[Entries taken from a collection]

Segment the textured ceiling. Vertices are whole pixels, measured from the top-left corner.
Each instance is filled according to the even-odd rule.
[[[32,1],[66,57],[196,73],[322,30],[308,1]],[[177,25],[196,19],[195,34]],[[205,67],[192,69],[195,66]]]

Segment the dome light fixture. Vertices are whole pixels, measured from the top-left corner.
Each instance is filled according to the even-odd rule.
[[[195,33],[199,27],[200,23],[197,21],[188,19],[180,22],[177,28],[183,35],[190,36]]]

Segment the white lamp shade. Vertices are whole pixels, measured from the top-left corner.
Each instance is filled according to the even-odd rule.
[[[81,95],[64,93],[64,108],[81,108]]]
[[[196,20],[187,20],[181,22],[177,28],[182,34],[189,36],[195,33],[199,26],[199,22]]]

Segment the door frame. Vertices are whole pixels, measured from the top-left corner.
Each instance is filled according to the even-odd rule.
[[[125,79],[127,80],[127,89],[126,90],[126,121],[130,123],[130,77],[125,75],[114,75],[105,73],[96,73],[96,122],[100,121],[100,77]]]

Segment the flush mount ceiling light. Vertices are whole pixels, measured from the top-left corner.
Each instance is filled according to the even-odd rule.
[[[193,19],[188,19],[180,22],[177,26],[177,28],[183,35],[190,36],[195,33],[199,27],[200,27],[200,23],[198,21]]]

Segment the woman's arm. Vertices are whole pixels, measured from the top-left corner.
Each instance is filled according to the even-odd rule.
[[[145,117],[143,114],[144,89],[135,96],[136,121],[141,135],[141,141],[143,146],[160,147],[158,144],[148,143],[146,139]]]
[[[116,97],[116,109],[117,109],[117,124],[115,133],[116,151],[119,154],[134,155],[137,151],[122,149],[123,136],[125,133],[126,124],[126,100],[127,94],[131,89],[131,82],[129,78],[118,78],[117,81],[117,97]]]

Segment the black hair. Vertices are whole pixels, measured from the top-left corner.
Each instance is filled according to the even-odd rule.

*Written instruction*
Return every line from the one holding "Segment the dome" through the end of the data, exactly as it appears, with both ends kept and nothing else.

*Reply to the exercise*
Segment the dome light fixture. Vertices are whole pixels, measured from the top-left corner.
Each instance is filled according to the even-odd rule.
[[[195,33],[199,27],[200,23],[197,21],[188,19],[180,22],[177,28],[183,35],[190,36]]]

Segment the white lamp shade. Vertices are whole pixels, measured from the top-left corner.
Each instance is filled according to the even-odd rule.
[[[81,95],[64,93],[64,108],[81,108]]]
[[[196,20],[187,20],[181,22],[177,28],[182,34],[189,36],[195,33],[199,26],[199,22]]]

Segment the door frame. Vertices are whole pixels, measured from the top-left corner.
Each instance is filled according to the even-odd rule.
[[[125,79],[127,80],[127,89],[126,90],[126,121],[130,123],[130,77],[125,75],[114,75],[105,73],[96,73],[96,122],[100,121],[100,77]]]

Segment the flush mount ceiling light. Vertices are whole pixels, measured from the top-left corner.
Each instance is filled according to the even-odd rule.
[[[193,19],[188,19],[180,22],[177,26],[177,28],[183,35],[190,36],[195,33],[199,27],[200,27],[200,23],[198,21]]]

Segment the woman's arm. Vertices are whole pixels, measured from the top-left corner.
Each instance is filled according to the even-odd rule.
[[[145,117],[143,114],[144,89],[135,96],[136,121],[141,135],[141,141],[143,146],[160,147],[158,144],[148,143],[146,139]]]
[[[116,97],[116,109],[117,109],[117,124],[115,133],[116,151],[119,154],[134,155],[137,151],[122,149],[123,136],[125,133],[126,124],[126,100],[127,94],[131,89],[131,82],[129,78],[118,78],[117,81],[117,97]]]

Segment the black hair. Vertices are whole pixels, measured from the top-left corner.
Each instance is filled according to the even-odd rule.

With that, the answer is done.